- [PROBLEM]: Find the line in the data below that contains "point: billboard screen". Return that line and all the lines after it, unchanged.

[Point localization data]
=== Section Start ===
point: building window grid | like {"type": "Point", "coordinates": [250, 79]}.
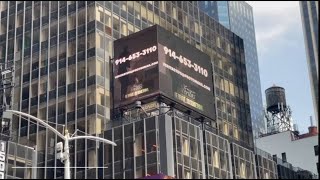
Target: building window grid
{"type": "Point", "coordinates": [185, 155]}
{"type": "Point", "coordinates": [219, 150]}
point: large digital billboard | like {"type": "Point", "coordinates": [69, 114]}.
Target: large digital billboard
{"type": "Point", "coordinates": [135, 67]}
{"type": "Point", "coordinates": [185, 73]}
{"type": "Point", "coordinates": [155, 62]}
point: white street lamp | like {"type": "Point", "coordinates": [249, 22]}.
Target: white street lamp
{"type": "Point", "coordinates": [65, 156]}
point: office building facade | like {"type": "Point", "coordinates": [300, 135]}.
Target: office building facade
{"type": "Point", "coordinates": [310, 21]}
{"type": "Point", "coordinates": [238, 17]}
{"type": "Point", "coordinates": [61, 52]}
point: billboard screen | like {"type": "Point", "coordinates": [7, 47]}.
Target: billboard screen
=== Section End ===
- [ANSWER BOX]:
point: billboard screen | like {"type": "Point", "coordinates": [7, 47]}.
Target: billboard screen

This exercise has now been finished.